**AIM**
Reproduce all of the data below word for word, leaving out the picture.

**DATASET EXTRACT**
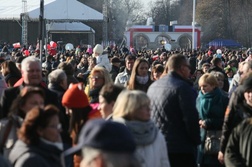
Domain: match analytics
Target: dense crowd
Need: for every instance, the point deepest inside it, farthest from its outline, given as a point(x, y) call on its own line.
point(116, 107)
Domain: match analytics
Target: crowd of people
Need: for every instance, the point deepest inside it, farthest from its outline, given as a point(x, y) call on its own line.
point(111, 107)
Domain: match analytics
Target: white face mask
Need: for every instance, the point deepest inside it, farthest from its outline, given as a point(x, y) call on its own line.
point(142, 80)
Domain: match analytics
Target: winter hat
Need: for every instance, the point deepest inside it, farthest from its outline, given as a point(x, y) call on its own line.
point(74, 97)
point(115, 60)
point(219, 51)
point(98, 49)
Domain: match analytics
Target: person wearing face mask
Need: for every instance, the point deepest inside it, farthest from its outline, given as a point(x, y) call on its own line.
point(140, 76)
point(39, 142)
point(123, 77)
point(151, 146)
point(211, 104)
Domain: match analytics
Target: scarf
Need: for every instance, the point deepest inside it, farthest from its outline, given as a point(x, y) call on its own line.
point(142, 80)
point(144, 133)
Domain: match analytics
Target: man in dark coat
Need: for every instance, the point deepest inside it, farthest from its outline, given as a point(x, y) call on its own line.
point(32, 75)
point(173, 110)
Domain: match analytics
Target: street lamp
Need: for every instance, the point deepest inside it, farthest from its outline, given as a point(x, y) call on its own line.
point(193, 24)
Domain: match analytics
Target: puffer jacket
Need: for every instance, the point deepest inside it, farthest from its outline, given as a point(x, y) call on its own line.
point(238, 151)
point(173, 102)
point(237, 110)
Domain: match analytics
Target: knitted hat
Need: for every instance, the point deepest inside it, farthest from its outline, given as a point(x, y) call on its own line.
point(74, 97)
point(104, 135)
point(98, 49)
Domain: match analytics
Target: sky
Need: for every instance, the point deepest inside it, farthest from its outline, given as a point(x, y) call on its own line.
point(146, 2)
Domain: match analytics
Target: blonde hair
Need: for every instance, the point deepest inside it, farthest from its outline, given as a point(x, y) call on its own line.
point(103, 72)
point(129, 103)
point(209, 79)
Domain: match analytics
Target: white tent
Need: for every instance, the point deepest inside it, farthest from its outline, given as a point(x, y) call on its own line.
point(74, 27)
point(55, 10)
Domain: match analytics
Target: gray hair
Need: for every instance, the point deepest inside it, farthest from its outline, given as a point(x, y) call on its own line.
point(110, 159)
point(56, 76)
point(25, 63)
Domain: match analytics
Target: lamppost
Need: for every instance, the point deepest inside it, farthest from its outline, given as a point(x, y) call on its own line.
point(193, 24)
point(41, 25)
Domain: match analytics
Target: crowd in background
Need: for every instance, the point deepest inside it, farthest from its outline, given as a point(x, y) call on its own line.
point(167, 100)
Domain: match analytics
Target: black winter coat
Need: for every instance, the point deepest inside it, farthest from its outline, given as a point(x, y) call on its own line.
point(174, 112)
point(237, 111)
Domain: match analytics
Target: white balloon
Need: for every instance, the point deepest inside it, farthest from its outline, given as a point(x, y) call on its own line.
point(69, 46)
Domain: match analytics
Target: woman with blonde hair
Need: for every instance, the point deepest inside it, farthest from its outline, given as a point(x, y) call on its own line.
point(98, 77)
point(133, 110)
point(140, 76)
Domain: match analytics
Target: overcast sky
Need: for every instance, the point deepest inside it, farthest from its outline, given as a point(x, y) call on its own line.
point(146, 2)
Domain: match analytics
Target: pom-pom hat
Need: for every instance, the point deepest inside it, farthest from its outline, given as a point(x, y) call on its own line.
point(75, 97)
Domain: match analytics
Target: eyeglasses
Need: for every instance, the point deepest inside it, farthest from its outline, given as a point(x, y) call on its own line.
point(96, 77)
point(58, 127)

**RESPONSE BELOW**
Domain: match analytics
Target: dense crowd
Need: for every instance, the point deepest inside it, farthest from its outline, given as a point(x, y) call on its own line.
point(116, 107)
Domain: match analytics
Target: crowd of people
Need: for every instance, the point deepest inside it, farthest from its outline, given as a point(x, y) call on its own line.
point(111, 107)
Domain: match analytics
Target: white face mask
Need: for every instance, the point deepest inside it, farthest from its outline, given as a point(x, y) call on its own line.
point(142, 80)
Domain: match analytics
Target: winter hat
Need: for every instance, the point deepest inside it, farthest from its outline, given as a point(x, y) call on its own line.
point(74, 97)
point(115, 60)
point(219, 51)
point(98, 49)
Domain: match analytics
Target: person wearing face mask
Need: for every instance, the point deepest inside it, farthest from its outline, given as a point(x, y) call on its own line.
point(140, 76)
point(39, 142)
point(123, 77)
point(151, 146)
point(211, 104)
Domain: match analytics
Target: scarf
Need: for every instance, the point deepest inside it, farthest from its outline, given as a point(x, y) call on its own line.
point(142, 80)
point(144, 133)
Domain: match analytics
Target: man in dark coat
Need: for every instance, the point deepest inside it, farthest from its outline, given as a point(x, y) call on its own line.
point(32, 75)
point(173, 110)
Domain: match analytics
Target: street lamp
Need: for every instance, the point deepest inside it, farthest from its outline, given as a point(x, y) call on its own line.
point(193, 24)
Domain: match analytics
Target: puffer jacket
Need: for every instance, the point deepest inside it, farthest from its outline, given as a point(x, y) call on its own line.
point(238, 151)
point(173, 102)
point(237, 110)
Domain: match analytics
Target: knitted hat
Need: for every instance, the point deepest inside it, farthest from its outline, given as a point(x, y) call on its own line.
point(74, 97)
point(104, 135)
point(98, 49)
Domain: match analytics
Target: sky
Need: for every instance, the point deepest inside it, farthest from its outline, given as a point(x, y) call on its own line.
point(146, 2)
Domain: match analytics
Target: blonde hair
Need: for every instance, the point deepest inside it, farthest from its outline, given as a point(x, y) call on its own line.
point(103, 72)
point(129, 103)
point(209, 79)
Domain: match analytics
Target: white tent
Need: for every instance, the point deepest inside it, farthest from its outline, given as a point(x, y) call on its own line.
point(74, 27)
point(55, 10)
Domain: match analytics
Target: gray hair
Need: for every instance, the point deepest inside it, farthest from its outline, given as a point(x, y) call on its own line.
point(110, 159)
point(56, 76)
point(25, 63)
Domain: match analytics
Target: lamppost
Need: for every instance, the point deepest inside it, farthest from its outline, given as a point(x, y) call on its own line.
point(193, 24)
point(41, 25)
Domain: match analytics
Target: crowd in background
Need: for every instance, the point deepest inside it, farthest from its outline, given as a point(x, y) call on its own line.
point(167, 100)
Domain: match analytics
Target: black winter coat
Need: for every instance, the point deepest inside it, farthest from its outline, given as a point(x, y) call on its own line.
point(174, 112)
point(237, 111)
Domain: match analytics
Target: white balloon
Need: for every instance, the point deepest inside it, farthest from its outline, given as a point(x, y) call on its own line.
point(69, 46)
Domain: match analytics
Target: woman with blonde hair
Need: for every instance, the point deepest inside it, farthest from its outline, given as a point(x, y) call on its own line.
point(98, 77)
point(133, 110)
point(140, 76)
Domain: match analytics
Target: overcast sky
Need: for every instance, the point deepest inside it, farthest from its outline, given as a point(x, y) call on its own line.
point(146, 2)
Domain: match analytics
Target: pom-pom hat
Need: for every instance, the point deepest inside it, farthest from its outline, given as a point(x, y) call on its own line.
point(75, 97)
Domain: match analytics
Target: eyeglasses
Need: for every instance, the point deepest inside it, farthest from its outline, given as a point(x, y) call on its own line.
point(96, 77)
point(58, 127)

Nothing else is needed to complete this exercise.